▶ **Work required**: Lines outside the range are not wanted. Give again exactly the lines between the line holding "Query: multi-story apartment building" and the line holding "The call MUST return, for every instance of the white building", inclusive, from the listing below.

________

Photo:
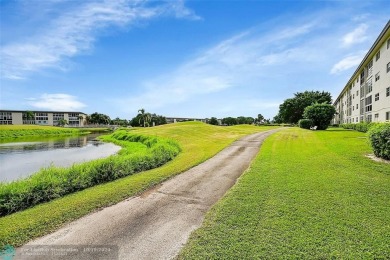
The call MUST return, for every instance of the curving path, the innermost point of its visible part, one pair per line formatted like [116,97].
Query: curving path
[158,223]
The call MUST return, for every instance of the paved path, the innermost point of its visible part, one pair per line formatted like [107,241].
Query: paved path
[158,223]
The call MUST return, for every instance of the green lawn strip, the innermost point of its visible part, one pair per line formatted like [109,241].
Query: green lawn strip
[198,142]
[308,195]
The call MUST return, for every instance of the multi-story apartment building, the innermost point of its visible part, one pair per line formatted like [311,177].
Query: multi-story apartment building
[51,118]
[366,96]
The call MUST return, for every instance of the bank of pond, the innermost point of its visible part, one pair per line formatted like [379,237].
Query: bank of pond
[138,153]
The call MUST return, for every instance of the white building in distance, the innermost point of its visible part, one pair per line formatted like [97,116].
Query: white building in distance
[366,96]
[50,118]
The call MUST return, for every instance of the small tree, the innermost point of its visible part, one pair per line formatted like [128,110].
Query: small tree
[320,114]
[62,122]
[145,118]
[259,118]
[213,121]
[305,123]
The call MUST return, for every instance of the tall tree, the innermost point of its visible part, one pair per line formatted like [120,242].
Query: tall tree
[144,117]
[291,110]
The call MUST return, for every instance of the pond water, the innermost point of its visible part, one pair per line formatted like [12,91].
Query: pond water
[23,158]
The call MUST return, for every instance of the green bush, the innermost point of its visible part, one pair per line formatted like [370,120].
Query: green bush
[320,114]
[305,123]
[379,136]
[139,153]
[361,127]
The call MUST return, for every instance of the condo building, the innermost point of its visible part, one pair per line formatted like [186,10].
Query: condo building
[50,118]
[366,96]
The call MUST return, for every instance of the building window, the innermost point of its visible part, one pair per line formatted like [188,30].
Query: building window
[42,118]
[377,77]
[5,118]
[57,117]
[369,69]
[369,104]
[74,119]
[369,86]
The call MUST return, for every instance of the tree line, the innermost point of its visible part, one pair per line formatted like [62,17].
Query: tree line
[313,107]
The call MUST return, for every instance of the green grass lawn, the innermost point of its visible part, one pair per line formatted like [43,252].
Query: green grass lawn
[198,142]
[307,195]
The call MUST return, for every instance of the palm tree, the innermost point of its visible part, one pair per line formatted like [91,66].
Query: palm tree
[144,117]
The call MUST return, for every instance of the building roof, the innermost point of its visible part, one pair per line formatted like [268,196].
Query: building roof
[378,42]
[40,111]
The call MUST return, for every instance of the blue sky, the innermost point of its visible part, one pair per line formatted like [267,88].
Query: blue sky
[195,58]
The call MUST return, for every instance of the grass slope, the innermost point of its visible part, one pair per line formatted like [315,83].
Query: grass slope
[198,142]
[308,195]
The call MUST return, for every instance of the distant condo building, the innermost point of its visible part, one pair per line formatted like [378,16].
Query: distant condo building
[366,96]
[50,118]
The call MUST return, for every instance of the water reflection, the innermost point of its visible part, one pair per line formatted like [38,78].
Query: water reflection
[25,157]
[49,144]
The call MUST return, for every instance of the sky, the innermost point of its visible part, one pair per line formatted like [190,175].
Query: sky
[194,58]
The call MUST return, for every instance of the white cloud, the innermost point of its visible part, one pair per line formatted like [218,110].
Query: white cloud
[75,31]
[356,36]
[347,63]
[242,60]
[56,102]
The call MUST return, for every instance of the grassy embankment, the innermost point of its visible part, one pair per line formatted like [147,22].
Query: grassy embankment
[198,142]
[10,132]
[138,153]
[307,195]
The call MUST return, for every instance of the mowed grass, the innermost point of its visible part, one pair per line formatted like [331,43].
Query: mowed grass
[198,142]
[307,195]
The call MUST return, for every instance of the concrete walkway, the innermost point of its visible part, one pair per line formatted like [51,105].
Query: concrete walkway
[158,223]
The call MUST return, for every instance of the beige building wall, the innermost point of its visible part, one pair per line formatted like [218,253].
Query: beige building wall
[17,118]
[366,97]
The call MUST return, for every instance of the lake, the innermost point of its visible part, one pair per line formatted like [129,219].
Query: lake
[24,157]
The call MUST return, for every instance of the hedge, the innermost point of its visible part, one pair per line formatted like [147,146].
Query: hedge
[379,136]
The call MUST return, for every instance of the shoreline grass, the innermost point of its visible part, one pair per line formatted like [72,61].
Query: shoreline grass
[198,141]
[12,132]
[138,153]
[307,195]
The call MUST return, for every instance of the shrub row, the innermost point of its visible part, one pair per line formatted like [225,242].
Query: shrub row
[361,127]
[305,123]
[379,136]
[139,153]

________

▶ **Answer below**:
Query: multi-story apartment building
[51,118]
[366,96]
The call MUST return, for every instance of the bank of pond, the innermost point of its visible part, one pair per line formatted like [379,237].
Query: bank of pond
[138,153]
The call MUST return, for every instance of the white building in distance, the innermost point of its visible part, one pair per line formatted like [97,116].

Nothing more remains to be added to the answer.